■ INSTRUCTIONS FOR THE TASK
Reproduce every line from the one containing "Target: green broccoli stalk" down to the end of the entries, requests included, and shift each point by adding 36 to both of its coordinates. Leave the pictures out.

■ DATASET RECORDS
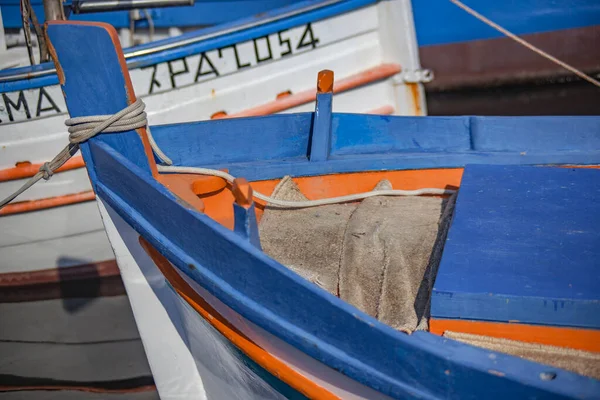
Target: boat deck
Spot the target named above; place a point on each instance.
(523, 248)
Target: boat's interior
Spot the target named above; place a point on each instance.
(508, 263)
(381, 255)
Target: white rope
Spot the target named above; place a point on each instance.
(525, 43)
(82, 129)
(133, 117)
(306, 203)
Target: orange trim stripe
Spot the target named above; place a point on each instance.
(384, 110)
(273, 365)
(50, 202)
(380, 72)
(28, 170)
(62, 274)
(574, 338)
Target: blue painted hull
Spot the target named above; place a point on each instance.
(229, 267)
(203, 12)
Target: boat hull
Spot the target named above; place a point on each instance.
(190, 357)
(237, 75)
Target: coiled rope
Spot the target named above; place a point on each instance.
(132, 117)
(82, 129)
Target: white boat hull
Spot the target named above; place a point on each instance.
(188, 357)
(357, 45)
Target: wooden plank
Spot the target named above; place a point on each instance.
(523, 247)
(320, 140)
(98, 82)
(268, 148)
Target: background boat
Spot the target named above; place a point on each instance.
(256, 66)
(185, 270)
(136, 26)
(480, 71)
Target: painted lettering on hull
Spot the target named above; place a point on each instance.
(230, 59)
(46, 101)
(31, 104)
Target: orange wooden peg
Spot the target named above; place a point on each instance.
(325, 81)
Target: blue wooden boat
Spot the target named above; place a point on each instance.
(221, 317)
(200, 13)
(255, 66)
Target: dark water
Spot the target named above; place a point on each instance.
(75, 340)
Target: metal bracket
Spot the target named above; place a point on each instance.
(422, 75)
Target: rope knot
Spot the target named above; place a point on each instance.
(47, 170)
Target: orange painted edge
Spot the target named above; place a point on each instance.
(256, 353)
(50, 202)
(131, 98)
(574, 338)
(27, 171)
(377, 73)
(101, 269)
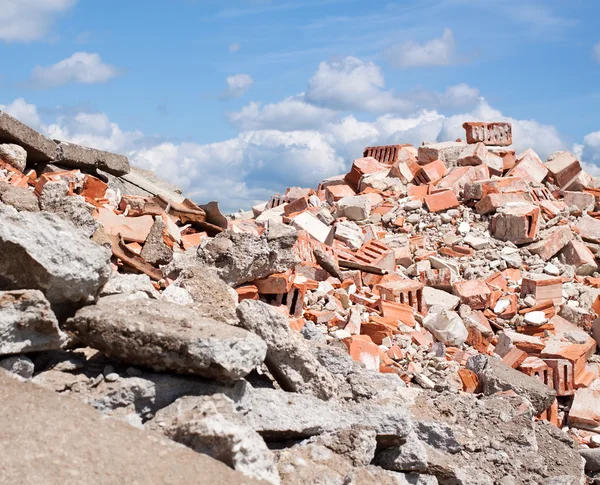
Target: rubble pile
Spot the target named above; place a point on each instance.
(429, 317)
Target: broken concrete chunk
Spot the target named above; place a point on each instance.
(288, 356)
(55, 199)
(38, 147)
(77, 156)
(27, 323)
(165, 336)
(213, 428)
(241, 258)
(495, 376)
(14, 155)
(59, 259)
(155, 250)
(20, 198)
(355, 208)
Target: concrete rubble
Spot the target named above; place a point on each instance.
(431, 316)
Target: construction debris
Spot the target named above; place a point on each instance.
(432, 316)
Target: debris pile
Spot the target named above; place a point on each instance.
(429, 317)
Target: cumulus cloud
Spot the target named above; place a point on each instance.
(237, 85)
(436, 52)
(24, 112)
(29, 20)
(81, 68)
(596, 52)
(293, 113)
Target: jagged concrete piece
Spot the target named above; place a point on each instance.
(55, 198)
(57, 440)
(240, 258)
(20, 198)
(38, 147)
(77, 156)
(27, 323)
(166, 336)
(213, 428)
(288, 356)
(45, 252)
(495, 376)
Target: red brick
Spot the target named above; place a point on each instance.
(441, 201)
(498, 134)
(529, 167)
(473, 293)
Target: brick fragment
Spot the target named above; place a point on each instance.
(473, 293)
(529, 167)
(518, 224)
(542, 287)
(494, 201)
(551, 242)
(577, 254)
(498, 134)
(441, 201)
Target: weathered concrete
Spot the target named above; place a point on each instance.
(42, 251)
(166, 336)
(77, 156)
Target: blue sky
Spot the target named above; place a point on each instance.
(235, 100)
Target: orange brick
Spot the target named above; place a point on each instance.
(362, 349)
(441, 201)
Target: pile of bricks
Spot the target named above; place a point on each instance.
(414, 261)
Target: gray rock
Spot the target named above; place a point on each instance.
(240, 258)
(129, 283)
(165, 336)
(288, 357)
(13, 154)
(155, 250)
(55, 199)
(20, 198)
(42, 251)
(592, 458)
(27, 323)
(410, 456)
(38, 147)
(495, 376)
(278, 415)
(56, 440)
(76, 156)
(224, 437)
(19, 365)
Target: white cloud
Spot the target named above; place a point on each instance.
(352, 84)
(29, 20)
(596, 52)
(293, 113)
(436, 52)
(81, 67)
(237, 85)
(24, 112)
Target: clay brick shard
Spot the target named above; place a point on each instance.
(498, 134)
(390, 154)
(408, 292)
(474, 293)
(518, 224)
(551, 242)
(564, 168)
(529, 167)
(441, 201)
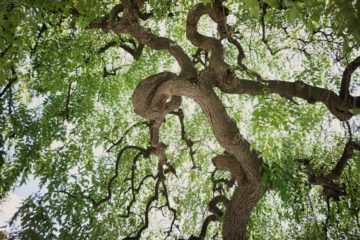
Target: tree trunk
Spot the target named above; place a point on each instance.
(238, 212)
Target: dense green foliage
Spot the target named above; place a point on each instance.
(64, 103)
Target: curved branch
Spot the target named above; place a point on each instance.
(346, 77)
(218, 14)
(312, 94)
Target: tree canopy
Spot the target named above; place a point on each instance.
(165, 119)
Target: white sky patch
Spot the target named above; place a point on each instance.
(98, 151)
(36, 102)
(56, 144)
(8, 208)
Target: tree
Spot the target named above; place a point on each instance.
(98, 103)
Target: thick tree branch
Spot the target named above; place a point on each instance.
(346, 77)
(289, 90)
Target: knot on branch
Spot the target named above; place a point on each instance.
(150, 107)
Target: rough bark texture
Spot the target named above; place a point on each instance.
(160, 94)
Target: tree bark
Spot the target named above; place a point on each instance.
(239, 209)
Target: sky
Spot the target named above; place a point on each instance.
(13, 201)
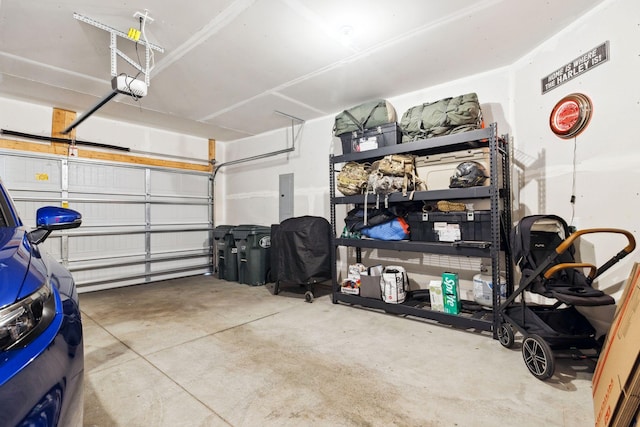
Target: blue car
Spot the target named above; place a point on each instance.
(41, 347)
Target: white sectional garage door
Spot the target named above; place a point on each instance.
(140, 224)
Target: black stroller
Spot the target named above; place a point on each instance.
(542, 247)
(300, 253)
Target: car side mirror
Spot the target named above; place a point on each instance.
(51, 218)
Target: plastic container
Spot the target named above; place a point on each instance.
(254, 249)
(483, 286)
(226, 253)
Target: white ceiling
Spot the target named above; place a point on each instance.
(229, 65)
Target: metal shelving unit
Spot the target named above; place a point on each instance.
(499, 194)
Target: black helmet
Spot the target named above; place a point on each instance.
(468, 174)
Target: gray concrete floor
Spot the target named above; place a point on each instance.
(205, 352)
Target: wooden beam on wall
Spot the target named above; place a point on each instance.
(62, 118)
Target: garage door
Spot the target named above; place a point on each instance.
(140, 223)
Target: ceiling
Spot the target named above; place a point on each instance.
(229, 66)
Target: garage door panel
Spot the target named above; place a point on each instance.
(180, 242)
(31, 173)
(172, 184)
(111, 275)
(111, 214)
(138, 223)
(179, 214)
(96, 178)
(95, 247)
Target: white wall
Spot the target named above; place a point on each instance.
(607, 177)
(606, 182)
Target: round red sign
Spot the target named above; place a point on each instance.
(570, 115)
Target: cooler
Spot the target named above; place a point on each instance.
(370, 139)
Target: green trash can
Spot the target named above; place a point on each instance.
(226, 253)
(254, 248)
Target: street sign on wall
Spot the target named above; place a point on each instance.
(578, 66)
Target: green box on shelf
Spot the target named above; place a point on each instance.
(450, 293)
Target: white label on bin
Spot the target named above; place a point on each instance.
(370, 143)
(265, 242)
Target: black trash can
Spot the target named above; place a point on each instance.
(253, 243)
(226, 253)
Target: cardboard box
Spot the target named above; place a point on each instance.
(450, 293)
(616, 380)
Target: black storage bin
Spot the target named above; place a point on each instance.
(380, 136)
(226, 253)
(472, 225)
(253, 243)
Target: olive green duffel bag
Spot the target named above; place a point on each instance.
(364, 116)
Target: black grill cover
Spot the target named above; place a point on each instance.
(300, 250)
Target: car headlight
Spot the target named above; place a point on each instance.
(26, 319)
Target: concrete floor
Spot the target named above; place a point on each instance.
(205, 352)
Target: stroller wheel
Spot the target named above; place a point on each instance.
(506, 335)
(308, 296)
(538, 357)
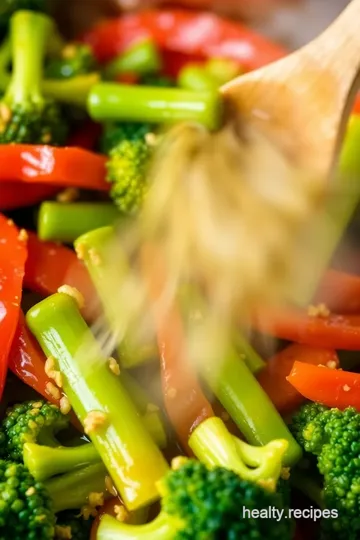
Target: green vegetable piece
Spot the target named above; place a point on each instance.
(99, 400)
(215, 446)
(107, 270)
(109, 101)
(141, 58)
(61, 222)
(247, 403)
(204, 503)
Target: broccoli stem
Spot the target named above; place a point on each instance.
(214, 445)
(251, 358)
(161, 528)
(71, 491)
(44, 461)
(65, 222)
(109, 101)
(141, 58)
(107, 270)
(247, 403)
(35, 28)
(133, 460)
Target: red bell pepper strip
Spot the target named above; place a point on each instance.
(184, 400)
(199, 34)
(27, 361)
(17, 195)
(13, 253)
(331, 387)
(51, 265)
(86, 136)
(339, 291)
(273, 376)
(334, 332)
(53, 166)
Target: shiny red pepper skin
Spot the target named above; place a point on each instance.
(194, 34)
(41, 164)
(13, 253)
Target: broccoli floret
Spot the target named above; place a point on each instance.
(25, 505)
(334, 437)
(126, 171)
(75, 59)
(202, 503)
(25, 115)
(69, 525)
(117, 132)
(30, 422)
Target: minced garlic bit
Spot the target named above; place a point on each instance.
(151, 407)
(94, 420)
(88, 511)
(23, 235)
(62, 532)
(74, 293)
(65, 406)
(321, 310)
(172, 393)
(110, 488)
(96, 499)
(53, 390)
(114, 366)
(331, 364)
(178, 462)
(94, 257)
(50, 365)
(285, 473)
(120, 513)
(68, 195)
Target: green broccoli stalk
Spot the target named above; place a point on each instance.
(140, 58)
(107, 273)
(111, 101)
(241, 395)
(25, 507)
(214, 445)
(198, 502)
(70, 525)
(25, 115)
(99, 400)
(333, 436)
(75, 59)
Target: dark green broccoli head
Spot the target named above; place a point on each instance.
(25, 115)
(25, 505)
(69, 523)
(334, 437)
(76, 59)
(31, 421)
(126, 171)
(202, 504)
(115, 133)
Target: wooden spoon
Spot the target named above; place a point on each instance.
(303, 101)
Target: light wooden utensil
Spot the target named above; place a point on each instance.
(303, 101)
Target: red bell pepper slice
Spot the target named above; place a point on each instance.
(17, 195)
(331, 387)
(51, 265)
(13, 253)
(184, 399)
(200, 34)
(339, 291)
(334, 332)
(27, 361)
(53, 166)
(273, 376)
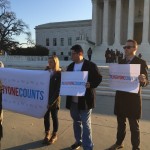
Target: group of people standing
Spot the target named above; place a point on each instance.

■ WRITTEN RESPONSE
Target: green broccoli stalk
Spot the target named above; place a point on each instance.
(176, 94)
(143, 309)
(147, 137)
(277, 431)
(61, 543)
(250, 481)
(234, 538)
(106, 561)
(61, 151)
(135, 436)
(369, 472)
(111, 95)
Target: dark green broccoli head
Spot the target named above; place a point on each instance.
(61, 151)
(61, 541)
(105, 559)
(370, 473)
(112, 95)
(67, 457)
(162, 207)
(238, 540)
(151, 169)
Target: wooden spoon
Spot the target named above; place a point on each instance.
(339, 137)
Target: light wooden utensil
Spot the target named above; place a point on each instance.
(339, 137)
Target: red bell pepper slice
Spot the target named above; place a point on each instance.
(53, 231)
(367, 423)
(87, 301)
(49, 289)
(220, 435)
(236, 70)
(375, 327)
(370, 368)
(63, 397)
(89, 202)
(309, 412)
Target: group of people standing
Spot the target named above; place a point on each instance.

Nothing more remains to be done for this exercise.